= Article =
Prime Minister Atef Ebeid has laid before parliament his government's plans for getting out of recession and achieving higher growth rates. Gamal Essam El-Din reports
"I have nothing to say about the government's policy statement. I simply recommend that, when the government next comes to parliament, it is armed with a balance sheet of actual achievements," Zakaria Azmi, ruling party MP and President Hosni Mubarak's chief of staff, said on 13 March.
The prime minister took Azmi at his word. Almost a month later, on 10 April, the prime minister came to the house armed not only with a balance sheet of actual achievements, but also with a full agenda for economic action during the coming period. As a result, Ebeid's statement won the renewed confidence of the majority of the ruling National Democratic Party (NDP). Things went less smoothly, however, with 36 opposition deputies and independents. This number, compared to previous years, is the largest ever to reject a government policy statement.
In concluding remarks to his statement on 10 April, Ebeid said that since his government came to office in October 2000, its efforts have been largely devoted to dealing with seven economic challenges. These challenges, Ebeid revealed, will continue to be the government's top priorities in the coming period.
Topping the government's list of challenges is the foreign exchange crisis. "Until the end of June 1997, Egypt achieved a surplus in its balance of payments. It topped $2.1 billion in 1993/1994, but dropped to $754 million in 1994/1995 and to $571 million in 1995/1996. In 1996/1997, it climbed again to $1.9 billion," Ebeid said. The prime minister attributed the foreign exchange surplus in the three years 1995, 1996 and 1997 to two factors: the high-interest rate on Egyptian pound banking deposits (20 per cent higher than the interest rate on dollar deposits) and high customs duties on foreign imports. "This largely discouraged citizens and market dealers from hoarding dollars and created a big surplus," Ebeid said.

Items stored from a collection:
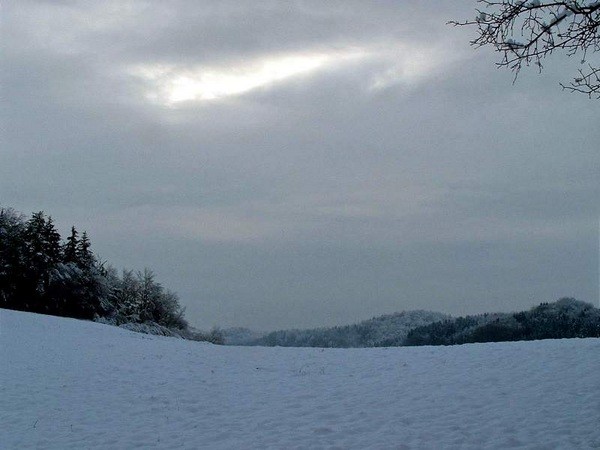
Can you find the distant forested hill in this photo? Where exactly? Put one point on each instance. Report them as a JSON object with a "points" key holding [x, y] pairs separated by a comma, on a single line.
{"points": [[565, 318], [369, 333]]}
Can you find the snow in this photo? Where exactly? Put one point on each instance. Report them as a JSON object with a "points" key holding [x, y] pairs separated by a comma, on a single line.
{"points": [[73, 384]]}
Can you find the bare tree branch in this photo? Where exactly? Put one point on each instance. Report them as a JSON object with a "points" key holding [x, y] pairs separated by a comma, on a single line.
{"points": [[527, 31]]}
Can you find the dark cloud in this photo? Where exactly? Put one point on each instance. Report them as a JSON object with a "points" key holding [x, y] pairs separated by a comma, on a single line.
{"points": [[412, 176]]}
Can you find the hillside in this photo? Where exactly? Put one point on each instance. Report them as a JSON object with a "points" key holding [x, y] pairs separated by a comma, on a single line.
{"points": [[368, 333], [70, 384]]}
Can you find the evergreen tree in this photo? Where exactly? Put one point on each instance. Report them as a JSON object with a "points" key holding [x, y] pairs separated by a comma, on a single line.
{"points": [[71, 246]]}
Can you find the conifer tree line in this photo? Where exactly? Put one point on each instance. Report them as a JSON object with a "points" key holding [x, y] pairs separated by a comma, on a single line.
{"points": [[40, 272]]}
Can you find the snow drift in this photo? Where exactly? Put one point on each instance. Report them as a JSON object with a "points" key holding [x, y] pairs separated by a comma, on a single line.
{"points": [[73, 384]]}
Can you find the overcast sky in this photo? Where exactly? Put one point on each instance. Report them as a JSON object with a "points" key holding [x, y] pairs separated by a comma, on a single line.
{"points": [[301, 163]]}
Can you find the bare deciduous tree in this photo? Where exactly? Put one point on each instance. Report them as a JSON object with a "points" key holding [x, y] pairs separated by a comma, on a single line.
{"points": [[527, 31]]}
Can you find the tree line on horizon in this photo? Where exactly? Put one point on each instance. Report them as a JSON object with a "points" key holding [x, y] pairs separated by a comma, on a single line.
{"points": [[565, 318], [42, 273]]}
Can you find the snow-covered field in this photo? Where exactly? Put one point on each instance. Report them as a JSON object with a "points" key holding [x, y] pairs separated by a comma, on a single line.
{"points": [[71, 384]]}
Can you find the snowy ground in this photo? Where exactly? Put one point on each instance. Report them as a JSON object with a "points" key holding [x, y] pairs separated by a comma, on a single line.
{"points": [[72, 384]]}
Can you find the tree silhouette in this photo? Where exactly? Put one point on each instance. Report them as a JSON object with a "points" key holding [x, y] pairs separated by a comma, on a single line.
{"points": [[526, 32]]}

= Exercise objective =
Pick up the article on Prime Minister Ebeid's policy statement to parliament after its last sentence, and keep writing it.

= Output for this task =
Ebeid estimated that in 1997 Egypt began to suffer the first tremors of the now four-year-old foreign exchange crisis. These were "the terrorist attack on tourists at Luxor in November 1997 and the financial meltdown of Southeast Asia in the same period. This also coincided with initial moves to phase out customs duties on imports to bring us into line with international trade liberalisation trends," Ebeid said. As a result, he recalled, the balance of payments suffered its first deficit of $135 million in 1997/1998. This figure climbed to $2.1 billion in 1998/1999, $3 billion in 1999/2000, and $853 million in 2000/2001.
To address the foreign exchange problem, Ebeid said, the government has two options: to rely on its foreign exchange reserves to cover the dollar gap, or introduce a more flexible foreign exchange regime. "The former government opted for the first, but we have chosen the second option," Ebeid explained. "This is coupled with a policy aimed at contracting demand and boosting supply. On the demand side, the government has moved to save on $1.5 billion-worth a year of overseas purchases. On the supply side, the government has turned to the oil sector to generate greater foreign exchange revenues," Ebeid said. These measures, he added, have met great success. "In the fiscal years 1997/1998, 1998/1999 and 1999/2000, we suffered deficits in the current account balance of $2.4 billion, $1.7 billion and $1.3 billion respectively. These turned to a surplus of $33 million in the first quarter of 2001 (July-September)," Ebeid said. "But just as we were moving on the right track, the 11 September attacks shattered our hopes for stabilising the foreign exchange market in the longer term."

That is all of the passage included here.